INSTRUCTIONS FOR THE TASK:
From the line with "Target: chain link fence" through the line with "pixel 547 273", repeat the entries verbatim, both end lines included, and add nothing.

DATA RECORDS:
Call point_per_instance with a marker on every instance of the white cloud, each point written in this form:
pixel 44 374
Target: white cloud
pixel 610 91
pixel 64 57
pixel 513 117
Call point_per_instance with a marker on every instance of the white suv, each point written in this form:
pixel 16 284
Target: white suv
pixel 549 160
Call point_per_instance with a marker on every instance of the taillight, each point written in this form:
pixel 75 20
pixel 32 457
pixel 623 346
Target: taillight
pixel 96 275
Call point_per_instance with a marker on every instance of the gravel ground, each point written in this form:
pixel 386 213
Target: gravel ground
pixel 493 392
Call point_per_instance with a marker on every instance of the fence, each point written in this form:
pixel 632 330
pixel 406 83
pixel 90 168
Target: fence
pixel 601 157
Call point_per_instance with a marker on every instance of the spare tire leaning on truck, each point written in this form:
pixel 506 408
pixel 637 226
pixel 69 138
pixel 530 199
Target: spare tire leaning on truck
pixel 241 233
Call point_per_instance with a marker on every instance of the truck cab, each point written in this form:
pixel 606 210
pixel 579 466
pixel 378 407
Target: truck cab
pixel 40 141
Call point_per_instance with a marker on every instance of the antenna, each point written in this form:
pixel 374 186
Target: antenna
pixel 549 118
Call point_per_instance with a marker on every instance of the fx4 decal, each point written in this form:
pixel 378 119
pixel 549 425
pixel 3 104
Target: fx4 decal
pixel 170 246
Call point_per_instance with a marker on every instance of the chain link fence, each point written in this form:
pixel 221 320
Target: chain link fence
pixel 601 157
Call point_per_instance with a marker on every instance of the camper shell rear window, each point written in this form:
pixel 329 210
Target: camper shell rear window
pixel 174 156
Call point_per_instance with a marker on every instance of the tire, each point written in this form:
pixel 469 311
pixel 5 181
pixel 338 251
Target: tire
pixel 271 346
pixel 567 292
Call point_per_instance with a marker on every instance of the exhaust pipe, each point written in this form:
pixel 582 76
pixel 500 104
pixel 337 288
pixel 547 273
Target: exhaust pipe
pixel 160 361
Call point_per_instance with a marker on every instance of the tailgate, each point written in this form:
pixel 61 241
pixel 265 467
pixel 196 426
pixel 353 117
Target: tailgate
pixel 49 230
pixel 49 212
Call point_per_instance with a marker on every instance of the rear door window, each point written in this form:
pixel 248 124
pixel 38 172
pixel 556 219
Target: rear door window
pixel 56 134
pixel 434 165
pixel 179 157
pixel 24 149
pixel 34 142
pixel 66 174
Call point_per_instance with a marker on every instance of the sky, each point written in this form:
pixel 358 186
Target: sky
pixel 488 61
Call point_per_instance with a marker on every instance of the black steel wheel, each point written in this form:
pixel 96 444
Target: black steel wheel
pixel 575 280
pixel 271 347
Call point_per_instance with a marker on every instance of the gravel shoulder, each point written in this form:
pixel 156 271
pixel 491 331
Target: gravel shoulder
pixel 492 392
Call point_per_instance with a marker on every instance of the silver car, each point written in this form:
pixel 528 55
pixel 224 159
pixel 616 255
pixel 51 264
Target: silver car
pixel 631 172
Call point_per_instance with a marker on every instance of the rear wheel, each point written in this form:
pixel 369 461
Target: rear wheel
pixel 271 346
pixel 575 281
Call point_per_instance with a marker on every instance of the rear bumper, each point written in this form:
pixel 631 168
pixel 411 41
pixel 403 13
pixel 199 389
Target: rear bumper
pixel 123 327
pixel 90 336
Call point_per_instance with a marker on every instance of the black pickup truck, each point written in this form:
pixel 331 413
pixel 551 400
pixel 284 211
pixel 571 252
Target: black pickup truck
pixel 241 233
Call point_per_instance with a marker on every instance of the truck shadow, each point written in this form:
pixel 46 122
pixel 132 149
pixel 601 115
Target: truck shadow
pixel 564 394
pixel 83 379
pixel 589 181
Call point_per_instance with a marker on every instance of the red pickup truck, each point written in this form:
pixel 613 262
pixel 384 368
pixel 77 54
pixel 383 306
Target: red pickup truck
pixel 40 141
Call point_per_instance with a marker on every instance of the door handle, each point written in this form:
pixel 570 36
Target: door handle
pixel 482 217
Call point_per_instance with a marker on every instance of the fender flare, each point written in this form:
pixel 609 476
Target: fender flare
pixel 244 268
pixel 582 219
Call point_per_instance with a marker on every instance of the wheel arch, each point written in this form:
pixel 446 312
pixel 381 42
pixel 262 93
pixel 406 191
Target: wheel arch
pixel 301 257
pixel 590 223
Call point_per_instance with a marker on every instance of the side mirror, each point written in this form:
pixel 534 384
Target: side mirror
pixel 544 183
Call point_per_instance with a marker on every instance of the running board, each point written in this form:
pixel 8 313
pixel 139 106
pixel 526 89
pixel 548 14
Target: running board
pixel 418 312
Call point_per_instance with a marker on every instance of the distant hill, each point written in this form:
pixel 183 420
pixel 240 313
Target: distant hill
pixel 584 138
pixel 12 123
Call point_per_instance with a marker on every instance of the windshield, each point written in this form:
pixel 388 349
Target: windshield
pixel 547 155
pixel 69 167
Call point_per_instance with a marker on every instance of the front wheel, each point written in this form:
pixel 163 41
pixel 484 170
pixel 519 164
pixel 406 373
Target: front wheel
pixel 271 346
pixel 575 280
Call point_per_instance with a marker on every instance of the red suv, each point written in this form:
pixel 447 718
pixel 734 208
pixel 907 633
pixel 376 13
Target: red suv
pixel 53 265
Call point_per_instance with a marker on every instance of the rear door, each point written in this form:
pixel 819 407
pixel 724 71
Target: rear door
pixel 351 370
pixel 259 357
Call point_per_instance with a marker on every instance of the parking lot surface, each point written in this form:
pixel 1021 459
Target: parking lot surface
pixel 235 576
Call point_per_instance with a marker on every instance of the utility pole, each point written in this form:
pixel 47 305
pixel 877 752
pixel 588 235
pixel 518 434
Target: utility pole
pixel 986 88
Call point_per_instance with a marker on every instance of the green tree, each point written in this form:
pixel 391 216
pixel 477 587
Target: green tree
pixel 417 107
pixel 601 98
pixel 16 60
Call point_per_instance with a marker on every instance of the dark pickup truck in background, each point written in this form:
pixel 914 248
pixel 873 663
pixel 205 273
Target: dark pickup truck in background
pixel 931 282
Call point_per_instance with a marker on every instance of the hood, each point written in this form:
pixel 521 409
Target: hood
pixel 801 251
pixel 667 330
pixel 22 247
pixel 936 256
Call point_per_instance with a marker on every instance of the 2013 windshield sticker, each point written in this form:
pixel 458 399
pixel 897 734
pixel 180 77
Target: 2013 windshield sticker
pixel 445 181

SOLUTION BELOW:
Target: chain link fence
pixel 601 157
Call point_per_instance with a marker on every instance of the camper shell rear window, each point written in this form:
pixel 329 210
Target: camper shell rear window
pixel 174 156
Call point_per_instance with a marker on every instance of the tire, each point written in this form:
pixel 469 311
pixel 5 181
pixel 338 251
Target: tire
pixel 271 346
pixel 567 292
Call point_per_instance with a marker on every instance of the exhaust pipe, each point written in this form:
pixel 582 76
pixel 500 104
pixel 337 288
pixel 547 273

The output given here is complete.